-- START OF Entries shown --

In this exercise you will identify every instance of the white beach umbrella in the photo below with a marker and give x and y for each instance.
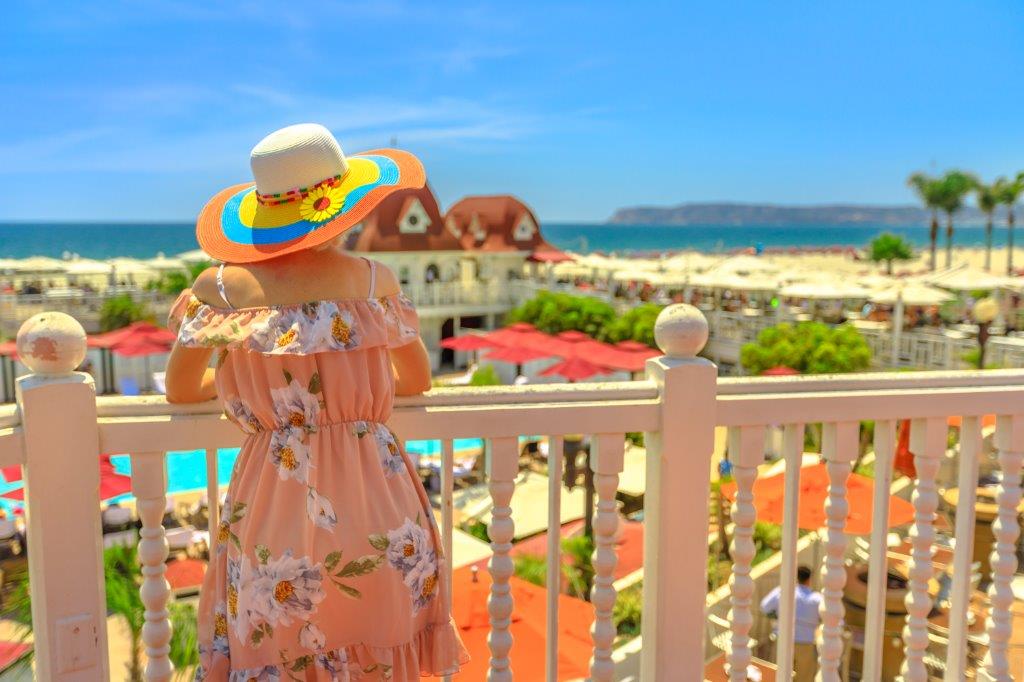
(85, 266)
(823, 291)
(130, 266)
(39, 264)
(194, 256)
(162, 262)
(911, 293)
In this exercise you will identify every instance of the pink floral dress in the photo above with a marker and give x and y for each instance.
(328, 563)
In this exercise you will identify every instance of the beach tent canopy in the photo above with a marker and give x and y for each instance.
(162, 262)
(87, 266)
(912, 293)
(769, 496)
(131, 266)
(968, 279)
(194, 256)
(823, 291)
(467, 342)
(39, 264)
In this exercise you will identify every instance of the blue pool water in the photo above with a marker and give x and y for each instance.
(186, 470)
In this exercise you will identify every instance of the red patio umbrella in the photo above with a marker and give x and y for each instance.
(574, 369)
(112, 483)
(139, 347)
(516, 354)
(133, 332)
(779, 371)
(769, 501)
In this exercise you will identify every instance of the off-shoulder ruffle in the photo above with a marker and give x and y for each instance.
(296, 330)
(435, 650)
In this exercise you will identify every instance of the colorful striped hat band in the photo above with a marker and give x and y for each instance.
(306, 193)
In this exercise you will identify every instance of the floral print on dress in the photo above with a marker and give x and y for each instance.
(240, 413)
(320, 510)
(296, 330)
(296, 406)
(390, 454)
(291, 455)
(282, 591)
(265, 674)
(410, 550)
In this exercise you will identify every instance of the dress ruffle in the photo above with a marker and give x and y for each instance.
(436, 650)
(301, 329)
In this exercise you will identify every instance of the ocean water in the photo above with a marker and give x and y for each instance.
(145, 240)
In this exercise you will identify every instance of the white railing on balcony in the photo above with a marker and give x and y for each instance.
(59, 429)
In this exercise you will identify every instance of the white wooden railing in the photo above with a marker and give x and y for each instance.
(59, 428)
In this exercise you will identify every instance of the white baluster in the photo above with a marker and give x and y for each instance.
(960, 598)
(503, 469)
(555, 460)
(678, 474)
(213, 500)
(839, 446)
(606, 461)
(448, 515)
(747, 451)
(61, 483)
(878, 569)
(150, 487)
(793, 451)
(928, 442)
(1006, 527)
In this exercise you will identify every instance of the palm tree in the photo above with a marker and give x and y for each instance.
(930, 192)
(1008, 193)
(955, 186)
(987, 201)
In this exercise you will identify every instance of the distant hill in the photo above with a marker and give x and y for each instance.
(766, 214)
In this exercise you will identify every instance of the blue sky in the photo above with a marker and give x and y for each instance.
(142, 110)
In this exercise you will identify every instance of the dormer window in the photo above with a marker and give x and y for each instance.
(453, 226)
(476, 229)
(416, 220)
(524, 229)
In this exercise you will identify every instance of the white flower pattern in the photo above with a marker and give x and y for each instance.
(286, 589)
(321, 511)
(390, 454)
(295, 407)
(291, 455)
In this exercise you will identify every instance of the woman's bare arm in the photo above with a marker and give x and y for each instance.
(189, 378)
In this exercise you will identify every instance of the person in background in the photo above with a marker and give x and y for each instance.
(805, 651)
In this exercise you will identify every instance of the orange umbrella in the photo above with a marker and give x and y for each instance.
(469, 609)
(769, 501)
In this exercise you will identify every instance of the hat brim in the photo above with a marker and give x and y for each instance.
(233, 227)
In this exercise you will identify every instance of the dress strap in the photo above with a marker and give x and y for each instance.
(373, 275)
(220, 286)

-- END OF Entries shown --

Aim of the exercise
Print from the line containing "In this exercise you will identify every instance of the woman's" to the last line above, exactly as written.

Task result
In this exercise you will identify every instance of the woman's bare arm in the photo above with a marker and give x and y for each instance.
(189, 378)
In this exercise you will identify every instance of the person in background in the photo above with a marker and give x and y for each instance.
(805, 651)
In this exercise you will identify every instance of the orange umbrella in the photo above with a marker and give x and y for each instance.
(469, 609)
(769, 501)
In this exercise you will identify every instance of the hat brim in the photo above with a marker and give x and y for each instance.
(233, 227)
In this exercise you will identify every instance of the dress strap in the photo above with a marker and give x and y for each instance.
(373, 275)
(220, 286)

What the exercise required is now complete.